• **Exercise**
Would you transcribe all of the data exactly, down to the last character?

• **Records for the exercise**
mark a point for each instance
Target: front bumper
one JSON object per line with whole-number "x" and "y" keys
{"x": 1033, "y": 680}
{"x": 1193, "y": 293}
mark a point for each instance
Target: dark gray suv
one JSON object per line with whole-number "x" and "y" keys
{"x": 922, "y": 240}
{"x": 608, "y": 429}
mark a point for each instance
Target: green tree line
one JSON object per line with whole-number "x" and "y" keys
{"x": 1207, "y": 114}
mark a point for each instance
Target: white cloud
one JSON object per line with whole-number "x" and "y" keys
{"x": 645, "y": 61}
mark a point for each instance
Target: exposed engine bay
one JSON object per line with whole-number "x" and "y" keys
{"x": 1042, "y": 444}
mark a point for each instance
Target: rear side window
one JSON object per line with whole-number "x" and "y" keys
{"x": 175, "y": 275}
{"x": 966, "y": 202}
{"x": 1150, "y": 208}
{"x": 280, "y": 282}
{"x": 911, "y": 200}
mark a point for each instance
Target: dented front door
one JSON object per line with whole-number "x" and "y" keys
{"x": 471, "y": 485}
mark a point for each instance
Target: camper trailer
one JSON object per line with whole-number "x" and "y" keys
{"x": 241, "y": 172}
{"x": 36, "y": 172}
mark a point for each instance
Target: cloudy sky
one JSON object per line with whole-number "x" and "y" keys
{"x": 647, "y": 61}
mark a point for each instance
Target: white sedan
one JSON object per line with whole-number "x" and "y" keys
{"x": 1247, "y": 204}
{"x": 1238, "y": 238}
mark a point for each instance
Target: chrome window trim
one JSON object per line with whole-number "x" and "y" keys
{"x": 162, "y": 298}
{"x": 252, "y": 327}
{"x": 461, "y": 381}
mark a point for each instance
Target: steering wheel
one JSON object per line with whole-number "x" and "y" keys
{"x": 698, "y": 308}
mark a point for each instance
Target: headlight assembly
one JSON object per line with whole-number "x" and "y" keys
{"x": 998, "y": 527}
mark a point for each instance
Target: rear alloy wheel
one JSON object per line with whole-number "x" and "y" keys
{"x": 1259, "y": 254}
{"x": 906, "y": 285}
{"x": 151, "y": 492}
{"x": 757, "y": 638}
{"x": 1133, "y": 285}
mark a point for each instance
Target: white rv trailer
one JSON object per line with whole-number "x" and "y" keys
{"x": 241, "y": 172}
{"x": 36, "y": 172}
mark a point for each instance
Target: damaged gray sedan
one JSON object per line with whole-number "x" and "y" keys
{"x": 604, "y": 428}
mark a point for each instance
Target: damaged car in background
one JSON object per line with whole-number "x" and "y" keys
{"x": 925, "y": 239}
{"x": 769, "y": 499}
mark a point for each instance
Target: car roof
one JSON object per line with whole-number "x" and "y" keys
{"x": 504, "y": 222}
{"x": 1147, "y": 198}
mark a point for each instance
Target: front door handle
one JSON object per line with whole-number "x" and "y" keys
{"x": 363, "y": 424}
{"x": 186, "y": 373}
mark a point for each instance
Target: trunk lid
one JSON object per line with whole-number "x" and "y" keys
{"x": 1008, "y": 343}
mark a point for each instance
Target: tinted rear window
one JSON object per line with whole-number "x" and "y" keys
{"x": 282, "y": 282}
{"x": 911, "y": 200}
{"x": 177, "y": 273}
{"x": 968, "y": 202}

• **Task result**
mark a point for each instance
Target: front bumper
one JSON object per line with whole-number "x" and "y" keys
{"x": 1033, "y": 680}
{"x": 1193, "y": 293}
mark a point for each instance
Target: dark gray suv
one JSON object per line with whole-number "x" and "y" keys
{"x": 922, "y": 240}
{"x": 608, "y": 429}
mark a point for each instance
Target: green tree line
one JSON object per line with whole-number "x" and "y" keys
{"x": 1207, "y": 114}
mark a point for each instance
Target: white cloud
one JSON object per line with whole-number "x" and "y" keys
{"x": 645, "y": 61}
mark a point for each instance
Target: exposed engine bay
one JSON object per line with whole-number "x" and "y" keys
{"x": 1042, "y": 444}
mark a point for each instance
Target: rear side window
one JSON object per line with whole-number "x" and "y" keys
{"x": 175, "y": 275}
{"x": 966, "y": 202}
{"x": 1150, "y": 208}
{"x": 280, "y": 282}
{"x": 911, "y": 200}
mark a point for each instance
Target: dented front door
one JSON object per line with whole-number "x" and "y" keys
{"x": 471, "y": 485}
mark a point for each instance
Target: camper trailer
one JSON object per line with whole-number "x" and "y" keys
{"x": 241, "y": 172}
{"x": 36, "y": 172}
mark a point for each instance
Target: cloudy sky
one JSON object per line with whole-number "x" and "y" keys
{"x": 647, "y": 61}
mark a point for each instance
Target: white sedan
one JSON object per line with whole-number "x" and "y" keys
{"x": 1247, "y": 204}
{"x": 1238, "y": 238}
mark a point for each instance
Target: chrome window trim
one JSON object per line with whole-number "x" and "y" keys
{"x": 162, "y": 298}
{"x": 252, "y": 327}
{"x": 461, "y": 381}
mark a point for each instance
Target: steering wheel
one JSON object per line with whole-number "x" and "y" keys
{"x": 698, "y": 308}
mark a point for each instance
Target: headlight assembly
one JSON object per line with whole-number "x" and "y" keys
{"x": 998, "y": 527}
mark a point for each instance
Target: rear alloy wheel
one JSON object per line with whole-number "x" and "y" keys
{"x": 1259, "y": 254}
{"x": 906, "y": 285}
{"x": 151, "y": 492}
{"x": 757, "y": 638}
{"x": 1133, "y": 285}
mark a point for each instance
Target: white rv trailer
one JSON object per line with whole-number "x" and "y" keys
{"x": 241, "y": 172}
{"x": 36, "y": 172}
mark a point for each instance
Target: damaged gray sedan
one JSON object per line with whole-number "x" and "y" keys
{"x": 604, "y": 428}
mark a point for each instance
Target: damaged car in background
one JSON object per line with whole-number "x" and "y" keys
{"x": 925, "y": 239}
{"x": 769, "y": 499}
mark a point for each instance
Target: car roof
one JSON object per line with whole-number "x" and "y" keys
{"x": 504, "y": 222}
{"x": 1147, "y": 198}
mark a point for each instance
Target: front door handle
one JSON object per line with whole-number "x" and "y" keys
{"x": 363, "y": 424}
{"x": 186, "y": 373}
mark a point for each instance
Target: trunk lid
one JSON object per line with whole-number "x" and "y" keys
{"x": 1008, "y": 343}
mark a point for each instance
Target: tinted rear window
one JSON object per line with whole-number "x" and "y" keys
{"x": 282, "y": 282}
{"x": 911, "y": 200}
{"x": 177, "y": 273}
{"x": 968, "y": 202}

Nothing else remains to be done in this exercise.